Print all the records below, word for word and in full.

• **DATASET ENTRIES**:
╭──

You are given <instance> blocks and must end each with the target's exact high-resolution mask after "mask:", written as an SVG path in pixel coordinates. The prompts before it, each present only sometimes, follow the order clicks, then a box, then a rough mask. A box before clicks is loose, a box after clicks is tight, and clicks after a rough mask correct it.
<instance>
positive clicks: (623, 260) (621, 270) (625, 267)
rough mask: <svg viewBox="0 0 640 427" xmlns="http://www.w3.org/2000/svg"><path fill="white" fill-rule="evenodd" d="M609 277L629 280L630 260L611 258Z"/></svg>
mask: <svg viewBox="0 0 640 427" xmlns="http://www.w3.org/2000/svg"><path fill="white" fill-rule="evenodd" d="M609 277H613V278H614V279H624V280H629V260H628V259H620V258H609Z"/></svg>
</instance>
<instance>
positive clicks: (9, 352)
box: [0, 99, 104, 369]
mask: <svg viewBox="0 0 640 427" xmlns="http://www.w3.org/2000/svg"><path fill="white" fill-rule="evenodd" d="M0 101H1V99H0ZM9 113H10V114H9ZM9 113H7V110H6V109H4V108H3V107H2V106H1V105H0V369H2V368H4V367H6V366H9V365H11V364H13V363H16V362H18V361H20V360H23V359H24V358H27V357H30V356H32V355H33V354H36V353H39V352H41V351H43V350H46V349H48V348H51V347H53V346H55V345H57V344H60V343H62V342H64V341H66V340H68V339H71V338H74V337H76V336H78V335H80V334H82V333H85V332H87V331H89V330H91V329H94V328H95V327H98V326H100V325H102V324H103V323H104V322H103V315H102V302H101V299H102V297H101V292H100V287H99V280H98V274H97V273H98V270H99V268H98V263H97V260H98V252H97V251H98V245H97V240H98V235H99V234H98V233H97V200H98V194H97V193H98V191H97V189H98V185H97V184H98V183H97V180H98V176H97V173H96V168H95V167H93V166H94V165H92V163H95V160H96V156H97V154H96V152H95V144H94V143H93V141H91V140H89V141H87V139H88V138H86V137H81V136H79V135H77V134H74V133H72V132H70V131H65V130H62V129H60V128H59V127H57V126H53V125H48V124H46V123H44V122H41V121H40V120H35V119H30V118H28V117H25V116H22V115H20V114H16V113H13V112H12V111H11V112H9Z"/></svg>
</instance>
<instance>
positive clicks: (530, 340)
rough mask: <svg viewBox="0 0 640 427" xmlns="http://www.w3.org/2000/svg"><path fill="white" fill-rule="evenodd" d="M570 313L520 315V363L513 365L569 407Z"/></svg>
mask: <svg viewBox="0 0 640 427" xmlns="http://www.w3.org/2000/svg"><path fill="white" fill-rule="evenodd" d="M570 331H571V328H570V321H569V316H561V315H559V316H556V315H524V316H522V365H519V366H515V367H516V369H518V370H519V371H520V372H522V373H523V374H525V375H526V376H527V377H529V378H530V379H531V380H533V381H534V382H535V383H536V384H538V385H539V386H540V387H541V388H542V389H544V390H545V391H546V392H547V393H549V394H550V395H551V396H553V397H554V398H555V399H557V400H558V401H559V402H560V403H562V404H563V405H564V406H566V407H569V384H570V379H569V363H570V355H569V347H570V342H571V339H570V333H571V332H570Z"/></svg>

╰──

• **ANSWER TO THIS EXERCISE**:
You are given <instance> blocks and must end each with the target's exact high-resolution mask after "mask:", written as an SVG path in pixel coordinates. The prompts before it, each present only sometimes, follow the order clicks, then a box, then a rough mask. A box before clicks is loose, a box after clicks is tight, and clicks after a rough mask correct it.
<instance>
positive clicks: (623, 260) (621, 270) (625, 267)
rough mask: <svg viewBox="0 0 640 427" xmlns="http://www.w3.org/2000/svg"><path fill="white" fill-rule="evenodd" d="M609 277L629 280L630 260L611 258Z"/></svg>
mask: <svg viewBox="0 0 640 427" xmlns="http://www.w3.org/2000/svg"><path fill="white" fill-rule="evenodd" d="M609 277H613V278H614V279H624V280H629V260H628V259H620V258H609Z"/></svg>
</instance>
<instance>
positive clicks: (9, 352)
box: [0, 99, 104, 369]
mask: <svg viewBox="0 0 640 427" xmlns="http://www.w3.org/2000/svg"><path fill="white" fill-rule="evenodd" d="M0 101H1V99H0ZM9 113H10V114H9ZM9 113H7V110H6V109H4V108H3V107H2V106H1V105H0V369H2V368H4V367H6V366H9V365H11V364H13V363H16V362H18V361H20V360H23V359H24V358H27V357H30V356H32V355H33V354H36V353H39V352H41V351H43V350H46V349H48V348H51V347H53V346H55V345H57V344H60V343H62V342H64V341H66V340H68V339H71V338H74V337H76V336H78V335H80V334H82V333H85V332H87V331H89V330H91V329H94V328H95V327H98V326H100V325H102V324H103V323H104V322H103V315H102V302H101V299H102V297H101V292H100V287H99V280H98V274H97V273H98V270H99V268H98V263H97V260H98V252H97V251H98V245H97V240H98V235H99V234H98V233H97V200H98V194H97V193H98V191H97V189H98V185H97V184H98V183H97V180H98V176H97V173H96V168H95V167H93V166H94V165H92V163H95V160H96V156H97V154H96V152H95V144H94V143H93V141H91V140H89V141H87V139H88V138H86V137H81V136H79V135H77V134H74V133H72V132H70V131H65V130H62V129H60V128H59V127H57V126H53V125H48V124H46V123H44V122H41V121H40V120H35V119H30V118H28V117H25V116H22V115H20V114H16V113H13V112H12V111H11V112H9Z"/></svg>
</instance>
<instance>
positive clicks: (530, 340)
rough mask: <svg viewBox="0 0 640 427" xmlns="http://www.w3.org/2000/svg"><path fill="white" fill-rule="evenodd" d="M570 313L520 315V363L513 365L569 407Z"/></svg>
mask: <svg viewBox="0 0 640 427" xmlns="http://www.w3.org/2000/svg"><path fill="white" fill-rule="evenodd" d="M570 331H571V328H570V321H569V316H561V315H559V316H556V315H524V316H522V365H519V366H515V367H516V369H518V370H519V371H520V372H522V373H523V374H525V375H526V376H527V377H529V378H530V379H531V380H533V381H534V382H535V383H536V384H538V385H539V386H540V387H541V388H542V389H544V390H545V391H546V392H547V393H549V394H550V395H551V396H553V397H554V398H555V399H557V400H558V401H559V402H560V403H562V404H563V405H564V406H566V407H569V384H570V379H569V363H570V355H569V347H570V342H571V339H570V333H571V332H570Z"/></svg>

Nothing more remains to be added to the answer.